### SELECTED PASSAGE:
# Justification and Church History



## MichaelLofton (Mar 17, 2011)

Hello Everyone,

I have done a little bit of studying on the topic of Justification in church history. I have found some quotes prior to the reformation that seem to agree with the protestant view of justification. Yet there seems to be an overwhelming amount of quotes in church history prior to the reformation that would seem to favor the Roman Catholic view of justification. Here are a few questions I have and have been wrestling with for a while:

1. If justification is the article upon which the church stands or falls, were the vast majority of churches prior to the reformation apostate? If not, how is justification the article upon which the church stands or falls?

2. If a particular patristic taught doctrine that was contrary to the protestant understanding of justification, does that mean they were not truly saved? The few people that have answered this question usually say something like "a person is not justified by believing in the doctrine of justification by faith alone" but to me that doesn't answer the question because it doesn't make sense that a person can be justified and truly trusting in Christ as their righteousness, while at the same time affirming that their own merit plays a part in their own justification. This doesn't seem to be truly trusting in Christ. In light of this, can a person who is not trusting in Christ alone be justified by Christ alone?

### PROMPT 1:
In the justification thread, which view of justification do most pre-Reformation quotes seem to favor?
### PROMPT 2:
Please transcribe the justification thread word for word, everything from "I have done" down to "stands or falls?".
The lines after this have nothing to do with the justification thread.

### PROVIDED RECORDS:
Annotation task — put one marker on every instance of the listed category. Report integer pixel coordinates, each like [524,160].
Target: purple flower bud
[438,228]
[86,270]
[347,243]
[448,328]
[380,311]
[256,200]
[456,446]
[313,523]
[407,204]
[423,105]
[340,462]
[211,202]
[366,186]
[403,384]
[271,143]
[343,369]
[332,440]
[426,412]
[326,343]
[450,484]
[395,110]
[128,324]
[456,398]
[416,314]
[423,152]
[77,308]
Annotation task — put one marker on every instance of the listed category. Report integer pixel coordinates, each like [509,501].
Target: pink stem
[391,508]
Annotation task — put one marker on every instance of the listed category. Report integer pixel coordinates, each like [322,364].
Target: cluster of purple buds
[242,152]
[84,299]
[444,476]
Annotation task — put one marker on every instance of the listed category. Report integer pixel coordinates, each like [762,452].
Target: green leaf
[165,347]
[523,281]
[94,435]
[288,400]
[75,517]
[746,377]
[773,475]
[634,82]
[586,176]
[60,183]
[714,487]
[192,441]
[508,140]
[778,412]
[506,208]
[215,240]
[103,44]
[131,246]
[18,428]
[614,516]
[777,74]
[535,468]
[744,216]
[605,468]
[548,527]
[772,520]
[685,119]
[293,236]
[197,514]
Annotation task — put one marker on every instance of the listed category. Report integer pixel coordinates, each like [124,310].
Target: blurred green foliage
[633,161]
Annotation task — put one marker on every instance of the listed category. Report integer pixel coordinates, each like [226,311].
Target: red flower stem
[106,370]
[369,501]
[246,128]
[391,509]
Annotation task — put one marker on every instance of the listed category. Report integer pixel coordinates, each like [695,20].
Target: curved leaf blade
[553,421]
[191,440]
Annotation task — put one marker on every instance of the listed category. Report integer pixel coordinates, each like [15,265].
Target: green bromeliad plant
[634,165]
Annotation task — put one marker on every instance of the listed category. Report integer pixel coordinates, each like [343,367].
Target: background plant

### EXERCISE OUTPUT 1:
The Roman Catholic view of justification.

### EXERCISE OUTPUT 2:
I have done a little bit of studying on the topic of Justification in church history. I have found some quotes prior to the reformation that seem to agree with the protestant view of justification. Yet there seems to be an overwhelming amount of quotes in church history prior to the reformation that would seem to favor the Roman Catholic view of justification. Here are a few questions I have and have been wrestling with for a while:

1. If justification is the article upon which the church stands or falls, were the vast majority of churches prior to the reformation apostate? If not, how is justification the article upon which the church stands or falls?